-- start Dataset excerpts --
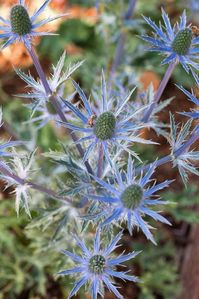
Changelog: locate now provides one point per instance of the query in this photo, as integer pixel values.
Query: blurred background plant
(29, 249)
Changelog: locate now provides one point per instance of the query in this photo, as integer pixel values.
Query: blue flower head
(178, 42)
(106, 122)
(129, 199)
(191, 97)
(21, 27)
(97, 267)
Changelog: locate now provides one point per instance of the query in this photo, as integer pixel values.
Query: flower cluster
(112, 191)
(97, 267)
(177, 43)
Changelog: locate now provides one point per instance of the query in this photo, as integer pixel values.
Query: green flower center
(97, 264)
(182, 41)
(20, 21)
(105, 126)
(132, 196)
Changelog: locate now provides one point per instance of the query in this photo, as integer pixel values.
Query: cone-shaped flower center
(182, 42)
(105, 126)
(20, 21)
(132, 196)
(97, 264)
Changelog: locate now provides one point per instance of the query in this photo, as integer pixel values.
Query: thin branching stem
(100, 162)
(182, 149)
(160, 91)
(32, 185)
(56, 104)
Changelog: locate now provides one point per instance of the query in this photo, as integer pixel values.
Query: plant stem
(160, 91)
(56, 103)
(32, 185)
(121, 42)
(100, 162)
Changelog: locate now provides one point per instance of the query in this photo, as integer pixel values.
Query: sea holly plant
(104, 190)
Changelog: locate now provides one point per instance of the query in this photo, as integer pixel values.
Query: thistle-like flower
(191, 97)
(21, 27)
(106, 123)
(177, 42)
(129, 199)
(22, 167)
(96, 267)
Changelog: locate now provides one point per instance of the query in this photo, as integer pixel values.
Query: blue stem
(100, 162)
(160, 91)
(56, 103)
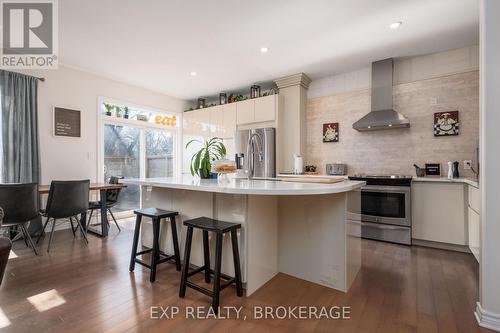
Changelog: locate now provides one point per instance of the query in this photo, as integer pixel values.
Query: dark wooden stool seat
(156, 256)
(220, 228)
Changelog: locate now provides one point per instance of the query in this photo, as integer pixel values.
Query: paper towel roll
(298, 164)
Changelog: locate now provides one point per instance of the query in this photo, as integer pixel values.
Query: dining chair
(111, 201)
(67, 199)
(20, 206)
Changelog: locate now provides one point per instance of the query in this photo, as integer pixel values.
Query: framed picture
(446, 123)
(331, 132)
(67, 122)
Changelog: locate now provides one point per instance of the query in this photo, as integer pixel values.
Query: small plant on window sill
(201, 161)
(108, 108)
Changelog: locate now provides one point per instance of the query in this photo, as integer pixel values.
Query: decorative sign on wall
(446, 123)
(165, 120)
(67, 122)
(331, 132)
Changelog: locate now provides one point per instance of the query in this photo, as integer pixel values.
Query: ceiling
(156, 44)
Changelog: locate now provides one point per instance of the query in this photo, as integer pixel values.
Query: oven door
(386, 204)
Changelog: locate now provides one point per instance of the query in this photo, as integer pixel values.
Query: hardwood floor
(80, 288)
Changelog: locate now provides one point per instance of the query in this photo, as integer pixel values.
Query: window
(132, 148)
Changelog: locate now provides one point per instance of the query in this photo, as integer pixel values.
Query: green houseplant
(201, 161)
(108, 108)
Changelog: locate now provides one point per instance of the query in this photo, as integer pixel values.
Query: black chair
(67, 199)
(111, 201)
(219, 228)
(20, 205)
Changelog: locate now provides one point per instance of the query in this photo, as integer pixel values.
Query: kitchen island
(310, 231)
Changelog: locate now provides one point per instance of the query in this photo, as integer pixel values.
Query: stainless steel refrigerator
(255, 149)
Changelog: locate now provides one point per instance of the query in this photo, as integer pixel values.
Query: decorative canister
(201, 103)
(254, 91)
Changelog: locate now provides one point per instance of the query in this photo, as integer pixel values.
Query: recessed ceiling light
(395, 25)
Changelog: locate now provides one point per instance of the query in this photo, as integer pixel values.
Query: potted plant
(108, 108)
(201, 161)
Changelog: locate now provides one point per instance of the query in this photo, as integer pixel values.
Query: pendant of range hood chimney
(382, 115)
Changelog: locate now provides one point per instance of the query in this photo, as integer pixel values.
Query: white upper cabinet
(245, 112)
(229, 120)
(216, 120)
(265, 108)
(256, 110)
(197, 123)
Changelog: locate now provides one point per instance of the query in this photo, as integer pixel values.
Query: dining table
(102, 188)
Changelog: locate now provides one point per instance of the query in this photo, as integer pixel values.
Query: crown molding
(293, 80)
-- end Dataset excerpts --
Task: Write out all the records again, exactly, minus any pictures.

Result for this exercise:
Changelog: locate now provides one point per instance of the query in this photo, as integer pixel values.
Query: blurred background plant
(29, 249)
Changelog: locate now provides one point per instance of the query in this photo, as integer pixel values.
Query: blue flower head
(178, 42)
(106, 122)
(129, 199)
(191, 97)
(21, 27)
(97, 267)
Changelog: locate now provides one point per instance of the query in this photo, as integer pixel values.
Query: flower cluster
(112, 191)
(97, 267)
(177, 43)
Changelog: locate now provides one point per instance of the query in this photo, as integer pixel values.
Query: green flower center
(97, 264)
(182, 41)
(20, 21)
(105, 126)
(132, 196)
Changelog: locate now provides one point per instance of the query in this photo, as integer pixel values.
Query: cone-shaped flower center
(182, 42)
(105, 126)
(20, 21)
(132, 196)
(97, 264)
Changelog: locate now provides one point per instance of the query in this photo, as integer pixel values.
Query: thin branching stem
(100, 162)
(182, 149)
(160, 91)
(32, 185)
(56, 104)
Changelog: locate now provides one point per instance of the query in this photo, as integer pixel values.
Query: plant stem
(160, 91)
(56, 103)
(32, 185)
(121, 42)
(100, 162)
Changelog: locate now provides one point per instance of the query in this photo, as integer pixel values.
Query: sea holly plant
(104, 190)
Changelog: locate now provides one point per instance of the query in this photo, as integer pixel values.
Query: thistle-like flower
(191, 97)
(21, 27)
(106, 123)
(177, 42)
(129, 199)
(22, 167)
(96, 267)
Changelog: locate now provides one point per instance of the query in this photo, as integer pixel values.
Query: blue stem
(100, 162)
(160, 91)
(56, 103)
Changelog: locate now provides one point per instance of the query in this photo, as integer pixel values.
Query: dark wooden stool seat
(156, 256)
(220, 228)
Changelog: locate now provides one point per instance of the query in this photo, as integer pixel values.
Query: paper towel roll
(298, 164)
Changelog: locate now provides one point per instance of the query in this photo, as integer pixel values.
Query: dining chair
(111, 201)
(67, 199)
(20, 206)
Changelog: locate now provides one point per instance of the query in this photo, as integer pixel values.
Query: framed picture
(446, 123)
(331, 132)
(67, 122)
Changelog: locate now provides one point per instance of the query in this photo, as integer pixel values.
Query: small plant on window sill
(201, 161)
(108, 108)
Changelog: locate now provides one point per instance of the query in this photo, as integer pixel values.
Query: decorative sign on wall
(446, 123)
(165, 120)
(67, 122)
(331, 132)
Changelog: locate now provides one point per instance of the query in this photo, as integer pixel values.
Query: ceiling
(156, 44)
Changelog: locate now provides one point per instance of the query in this photo, as integer pixel values.
Query: oven door
(386, 204)
Changelog: locate now provides one point per instance of the query in this photo, as integer pixel values.
Query: hardwood floor
(80, 288)
Changelog: locate now provides one point per instance of the query in this photo, as integer pixel values.
Query: window
(132, 148)
Changelog: locate now provides one point per instance of the query in this photo, as integer pixel values.
Query: green houseplant
(201, 161)
(108, 108)
Changelog: locate now provides one point per instance of the query in this photo, as integer pixel values.
Query: black chair
(67, 199)
(111, 201)
(219, 228)
(20, 205)
Changelog: locate now provides one point per instance of the query in this photo, as integer pixel values.
Query: kitchen island
(310, 231)
Changelog: locate now provides one point per instance of the query in this photo, as integer pixel values.
Query: stainless steel refrigerator
(255, 149)
Changelog: locate now provides one point per instance of the query in this photo, as integer pixel values.
Query: decorative canister
(201, 103)
(254, 91)
Changelog: locate now provides one point per instance of the query in this photo, as integer pixel values.
Query: recessed ceiling light
(395, 25)
Changelog: locate now provides one point per instance of the query in this photo, as integer pixel values.
Query: potted plant
(108, 108)
(201, 161)
Changelog: locate now provides one point per instance of the query in this photo, as integer pixel values.
Query: pendant of range hood chimney
(382, 115)
Changelog: locate now provides one point per instance of the query in this photo, as integer pixel values.
Query: white upper cabinet
(245, 112)
(229, 120)
(216, 120)
(265, 108)
(256, 110)
(197, 123)
Changelog: locate now provides one point per instance of the query in this photo, as integer pixel values.
Query: dining table
(102, 188)
Changelog: locate now provides one point per instance of the query in this photo, as integer pixel values.
Query: crown molding
(293, 80)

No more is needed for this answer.